> _Exercise prompt_: Turn the material below into a numbered list, one line per item, leaving out any blank lines.

> _Dataset records_:

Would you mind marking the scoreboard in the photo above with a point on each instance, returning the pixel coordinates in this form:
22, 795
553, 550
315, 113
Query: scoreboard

> _Worked solution_:
1. Would you mind marking the scoreboard in the photo above with a point on each instance, returning the pixel coordinates in this form:
2. 22, 795
3. 553, 550
4. 315, 113
5. Query: scoreboard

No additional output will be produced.